YOUR TASKS »
**1.** Return everything in the photography blog post below from "Monday, July 31, 2017" down to "thing for me.".
**2.** Translate this sentence from the photography blog post below into Spanish: "I need the prints to see which ones really work and which don't."

TEXT SHOWN »
————————
Monday, July 31, 2017

Untrue Color



I spent most of yesterday working with old files I've never touched, NYC pics from years ago.  But I also shot with my Leica M 262 to which I attached an old Voigtlander 25mm lens.  The Leica didn't like the lens all that much, or maybe the lens is just not as good as it should be.  But I made it work.  When I processed the files, I liked them.  I am beginning to see in wide angle again as I did when I was in college.  It is an odd thing as it is not the way we see without panning our eyes across the landscape.  It is not flattering to people if they are in the frame.  Everybody looks like a freak at 24 or 25mm.  It is just the thing for me.

As I processed NYC pics, I made working prints from my Epson 2400 printer.  4"x6".  When they came out, I put them on the dining room table.  Some that looked good on the computer screen looked dead in print.  I need the prints to see which ones really work and which don't.  Out of the thirty or so images, images I had culled from hundreds, a few would actually catch your eye.  Without the physical prints, though, I wouldn't know.  Everything looks better on the screen.
————————
GIVEN INFORMATION »
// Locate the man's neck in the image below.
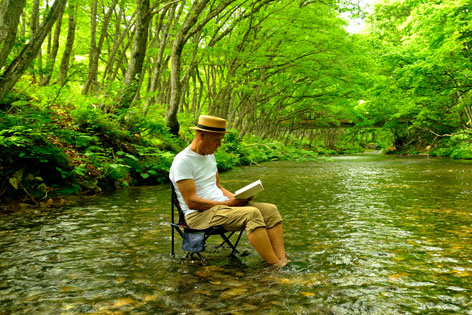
————————
TASK SOLUTIONS »
**1.**
Monday, July 31, 2017

Untrue Color



I spent most of yesterday working with old files I've never touched, NYC pics from years ago.  But I also shot with my Leica M 262 to which I attached an old Voigtlander 25mm lens.  The Leica didn't like the lens all that much, or maybe the lens is just not as good as it should be.  But I made it work.  When I processed the files, I liked them.  I am beginning to see in wide angle again as I did when I was in college.  It is an odd thing as it is not the way we see without panning our eyes across the landscape.  It is not flattering to people if they are in the frame.  Everybody looks like a freak at 24 or 25mm.  It is just the thing for me.

**2.** Necesito las copias impresas para ver cuáles funcionan de verdad y cuáles no.